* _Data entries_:
---
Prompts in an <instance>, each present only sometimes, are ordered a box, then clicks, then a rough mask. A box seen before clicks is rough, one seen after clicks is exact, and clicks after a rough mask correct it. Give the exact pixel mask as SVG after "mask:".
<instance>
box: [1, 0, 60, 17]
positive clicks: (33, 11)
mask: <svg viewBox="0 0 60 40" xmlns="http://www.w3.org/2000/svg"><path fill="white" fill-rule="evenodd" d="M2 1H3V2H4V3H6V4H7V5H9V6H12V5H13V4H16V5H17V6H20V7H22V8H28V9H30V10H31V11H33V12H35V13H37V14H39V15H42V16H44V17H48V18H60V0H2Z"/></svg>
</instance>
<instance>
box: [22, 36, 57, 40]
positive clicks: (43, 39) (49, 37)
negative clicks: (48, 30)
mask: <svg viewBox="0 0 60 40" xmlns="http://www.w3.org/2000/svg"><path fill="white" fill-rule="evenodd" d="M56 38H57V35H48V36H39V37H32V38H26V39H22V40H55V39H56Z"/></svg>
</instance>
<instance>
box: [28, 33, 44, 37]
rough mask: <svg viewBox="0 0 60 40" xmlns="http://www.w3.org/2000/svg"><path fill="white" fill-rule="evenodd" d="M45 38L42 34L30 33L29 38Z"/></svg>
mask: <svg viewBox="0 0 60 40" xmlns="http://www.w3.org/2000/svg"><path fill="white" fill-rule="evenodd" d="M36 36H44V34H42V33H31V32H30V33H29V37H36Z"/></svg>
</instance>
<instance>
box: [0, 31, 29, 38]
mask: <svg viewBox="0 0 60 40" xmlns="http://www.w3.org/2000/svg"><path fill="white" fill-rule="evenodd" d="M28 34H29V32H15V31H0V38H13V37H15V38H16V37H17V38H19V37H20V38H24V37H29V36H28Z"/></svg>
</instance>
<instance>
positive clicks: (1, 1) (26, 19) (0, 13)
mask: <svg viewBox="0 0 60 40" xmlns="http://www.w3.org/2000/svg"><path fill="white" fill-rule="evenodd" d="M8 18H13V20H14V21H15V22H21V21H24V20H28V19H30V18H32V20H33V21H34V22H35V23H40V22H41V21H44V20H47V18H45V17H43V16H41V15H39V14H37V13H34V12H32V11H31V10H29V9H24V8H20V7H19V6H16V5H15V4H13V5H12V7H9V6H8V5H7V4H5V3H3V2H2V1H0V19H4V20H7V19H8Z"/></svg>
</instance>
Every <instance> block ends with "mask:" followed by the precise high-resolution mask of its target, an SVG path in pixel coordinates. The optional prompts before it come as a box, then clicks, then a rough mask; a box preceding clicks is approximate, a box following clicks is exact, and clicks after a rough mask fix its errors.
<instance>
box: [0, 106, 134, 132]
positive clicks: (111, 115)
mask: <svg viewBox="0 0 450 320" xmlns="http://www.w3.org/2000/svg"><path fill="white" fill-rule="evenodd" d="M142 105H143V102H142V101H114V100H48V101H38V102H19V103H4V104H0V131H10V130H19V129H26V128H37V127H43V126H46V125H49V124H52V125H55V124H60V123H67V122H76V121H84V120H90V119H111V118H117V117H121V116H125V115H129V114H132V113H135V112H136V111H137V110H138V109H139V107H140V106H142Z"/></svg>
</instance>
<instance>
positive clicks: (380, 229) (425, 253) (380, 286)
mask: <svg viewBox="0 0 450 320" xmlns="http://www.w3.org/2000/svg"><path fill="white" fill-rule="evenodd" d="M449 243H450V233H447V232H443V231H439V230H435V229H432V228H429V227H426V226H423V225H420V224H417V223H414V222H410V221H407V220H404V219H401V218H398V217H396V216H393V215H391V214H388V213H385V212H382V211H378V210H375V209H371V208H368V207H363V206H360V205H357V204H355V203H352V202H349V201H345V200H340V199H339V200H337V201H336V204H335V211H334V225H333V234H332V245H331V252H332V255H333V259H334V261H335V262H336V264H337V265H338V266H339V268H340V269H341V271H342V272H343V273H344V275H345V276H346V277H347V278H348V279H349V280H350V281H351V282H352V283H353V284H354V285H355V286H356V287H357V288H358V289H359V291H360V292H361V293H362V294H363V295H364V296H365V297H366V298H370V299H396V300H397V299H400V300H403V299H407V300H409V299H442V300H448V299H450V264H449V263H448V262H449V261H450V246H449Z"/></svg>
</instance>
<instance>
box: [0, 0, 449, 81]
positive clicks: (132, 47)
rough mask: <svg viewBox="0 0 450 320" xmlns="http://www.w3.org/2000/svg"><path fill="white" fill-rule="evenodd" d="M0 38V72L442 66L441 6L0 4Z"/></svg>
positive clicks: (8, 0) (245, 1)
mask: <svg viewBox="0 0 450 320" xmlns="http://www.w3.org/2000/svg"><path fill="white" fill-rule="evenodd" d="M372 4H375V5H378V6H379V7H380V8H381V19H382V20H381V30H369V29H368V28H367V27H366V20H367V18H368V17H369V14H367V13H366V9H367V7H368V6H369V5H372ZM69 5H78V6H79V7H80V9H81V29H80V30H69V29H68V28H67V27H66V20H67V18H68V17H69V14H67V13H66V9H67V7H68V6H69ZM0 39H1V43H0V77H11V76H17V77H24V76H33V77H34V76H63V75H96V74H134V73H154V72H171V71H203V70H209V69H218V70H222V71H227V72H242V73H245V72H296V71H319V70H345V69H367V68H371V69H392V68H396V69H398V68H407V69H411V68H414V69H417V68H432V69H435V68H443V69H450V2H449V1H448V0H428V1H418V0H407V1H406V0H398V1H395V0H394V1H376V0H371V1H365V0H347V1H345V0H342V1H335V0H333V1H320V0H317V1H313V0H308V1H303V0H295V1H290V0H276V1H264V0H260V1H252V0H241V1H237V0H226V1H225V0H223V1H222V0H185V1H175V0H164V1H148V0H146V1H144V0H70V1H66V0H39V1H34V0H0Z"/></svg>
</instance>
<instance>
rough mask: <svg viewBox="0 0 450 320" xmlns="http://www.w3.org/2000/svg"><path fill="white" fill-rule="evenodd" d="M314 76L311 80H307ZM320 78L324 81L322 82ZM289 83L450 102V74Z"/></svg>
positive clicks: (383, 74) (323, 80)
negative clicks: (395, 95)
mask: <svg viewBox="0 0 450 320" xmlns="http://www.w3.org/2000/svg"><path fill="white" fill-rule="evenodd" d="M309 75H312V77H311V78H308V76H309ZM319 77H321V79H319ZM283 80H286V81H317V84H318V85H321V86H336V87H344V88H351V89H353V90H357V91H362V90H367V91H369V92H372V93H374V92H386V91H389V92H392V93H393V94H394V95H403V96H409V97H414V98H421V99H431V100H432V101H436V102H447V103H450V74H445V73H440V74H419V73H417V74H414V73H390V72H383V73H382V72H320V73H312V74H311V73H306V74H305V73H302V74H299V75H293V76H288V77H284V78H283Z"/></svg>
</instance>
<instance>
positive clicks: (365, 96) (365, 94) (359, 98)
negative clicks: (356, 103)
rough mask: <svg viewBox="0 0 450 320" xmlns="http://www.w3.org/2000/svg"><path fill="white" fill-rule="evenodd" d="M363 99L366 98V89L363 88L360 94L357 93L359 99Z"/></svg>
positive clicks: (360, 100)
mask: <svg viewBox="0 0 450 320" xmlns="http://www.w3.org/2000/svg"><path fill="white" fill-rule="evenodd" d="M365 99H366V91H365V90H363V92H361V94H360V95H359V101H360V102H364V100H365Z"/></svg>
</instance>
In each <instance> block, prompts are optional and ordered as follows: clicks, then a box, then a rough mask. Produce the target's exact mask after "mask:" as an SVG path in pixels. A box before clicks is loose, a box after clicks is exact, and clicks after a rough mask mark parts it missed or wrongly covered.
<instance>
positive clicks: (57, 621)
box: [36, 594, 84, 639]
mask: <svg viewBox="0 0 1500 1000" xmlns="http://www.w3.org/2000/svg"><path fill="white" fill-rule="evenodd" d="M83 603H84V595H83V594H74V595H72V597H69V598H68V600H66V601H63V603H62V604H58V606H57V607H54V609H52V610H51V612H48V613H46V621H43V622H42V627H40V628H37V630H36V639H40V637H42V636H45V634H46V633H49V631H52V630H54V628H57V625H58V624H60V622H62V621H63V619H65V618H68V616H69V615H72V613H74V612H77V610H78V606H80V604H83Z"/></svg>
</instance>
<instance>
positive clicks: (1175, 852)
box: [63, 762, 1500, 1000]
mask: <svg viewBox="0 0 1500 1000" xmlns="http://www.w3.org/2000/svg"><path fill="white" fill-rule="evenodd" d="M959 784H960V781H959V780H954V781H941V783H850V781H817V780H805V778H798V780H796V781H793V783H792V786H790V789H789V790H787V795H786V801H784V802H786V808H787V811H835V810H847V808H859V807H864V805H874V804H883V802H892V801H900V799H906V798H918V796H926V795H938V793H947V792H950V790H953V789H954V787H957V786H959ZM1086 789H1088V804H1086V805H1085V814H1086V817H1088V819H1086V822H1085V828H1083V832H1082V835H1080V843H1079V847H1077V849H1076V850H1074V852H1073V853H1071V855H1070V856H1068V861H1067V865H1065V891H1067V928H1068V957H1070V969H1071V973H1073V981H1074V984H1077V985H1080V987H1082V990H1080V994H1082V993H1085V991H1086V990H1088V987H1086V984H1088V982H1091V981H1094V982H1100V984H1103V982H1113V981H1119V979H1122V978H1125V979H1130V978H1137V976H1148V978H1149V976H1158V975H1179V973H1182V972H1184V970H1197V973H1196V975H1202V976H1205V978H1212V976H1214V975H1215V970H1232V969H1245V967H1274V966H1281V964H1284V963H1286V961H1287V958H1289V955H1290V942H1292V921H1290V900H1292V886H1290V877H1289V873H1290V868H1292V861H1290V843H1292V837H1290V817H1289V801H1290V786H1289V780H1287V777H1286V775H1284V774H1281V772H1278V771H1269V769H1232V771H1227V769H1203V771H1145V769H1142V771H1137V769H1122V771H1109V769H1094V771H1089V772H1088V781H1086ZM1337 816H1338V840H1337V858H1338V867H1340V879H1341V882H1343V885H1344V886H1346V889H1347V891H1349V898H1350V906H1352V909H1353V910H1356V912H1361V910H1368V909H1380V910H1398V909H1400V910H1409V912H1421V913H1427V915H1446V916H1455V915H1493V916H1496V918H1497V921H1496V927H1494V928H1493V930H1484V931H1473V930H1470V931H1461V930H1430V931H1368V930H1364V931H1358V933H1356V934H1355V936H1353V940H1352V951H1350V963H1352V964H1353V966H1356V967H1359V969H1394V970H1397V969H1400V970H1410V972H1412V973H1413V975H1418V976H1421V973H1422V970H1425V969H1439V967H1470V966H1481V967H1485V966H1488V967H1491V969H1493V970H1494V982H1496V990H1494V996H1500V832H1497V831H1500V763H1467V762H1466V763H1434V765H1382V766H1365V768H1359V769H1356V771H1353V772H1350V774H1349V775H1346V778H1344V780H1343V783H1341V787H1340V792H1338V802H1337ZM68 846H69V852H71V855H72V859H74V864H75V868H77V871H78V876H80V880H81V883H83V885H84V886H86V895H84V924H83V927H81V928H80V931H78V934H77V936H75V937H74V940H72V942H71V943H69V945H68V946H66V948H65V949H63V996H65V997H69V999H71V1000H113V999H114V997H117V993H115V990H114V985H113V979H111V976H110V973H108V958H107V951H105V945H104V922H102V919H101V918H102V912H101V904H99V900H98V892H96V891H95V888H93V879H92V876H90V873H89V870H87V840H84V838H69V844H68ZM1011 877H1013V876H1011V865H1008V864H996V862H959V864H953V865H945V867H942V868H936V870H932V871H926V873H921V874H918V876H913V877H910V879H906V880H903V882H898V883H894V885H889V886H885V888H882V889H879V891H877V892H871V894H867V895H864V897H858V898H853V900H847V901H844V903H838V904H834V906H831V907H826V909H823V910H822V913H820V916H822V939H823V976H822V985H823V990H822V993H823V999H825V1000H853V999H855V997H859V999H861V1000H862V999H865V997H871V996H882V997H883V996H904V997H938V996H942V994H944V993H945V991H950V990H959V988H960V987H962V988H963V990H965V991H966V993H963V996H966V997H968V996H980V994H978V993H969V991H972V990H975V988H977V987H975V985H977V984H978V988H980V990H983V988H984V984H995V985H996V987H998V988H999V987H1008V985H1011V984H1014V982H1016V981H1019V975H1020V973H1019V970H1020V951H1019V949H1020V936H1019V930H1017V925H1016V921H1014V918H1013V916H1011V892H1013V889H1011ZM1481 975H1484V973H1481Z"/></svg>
---
Render the data from its opening line through the line containing "positive clicks: (33, 11)" as a JSON list of strings, with one string for each line and blank lines left out.

[
  "Prompts in an <instance>, each present only sometimes, are ordered a box, then clicks, then a rough mask. A box seen before clicks is rough, one seen after clicks is exact, and clicks after a rough mask correct it. Give the exact pixel mask as SVG after \"mask:\".",
  "<instance>",
  "box: [1, 0, 60, 17]",
  "positive clicks: (33, 11)"
]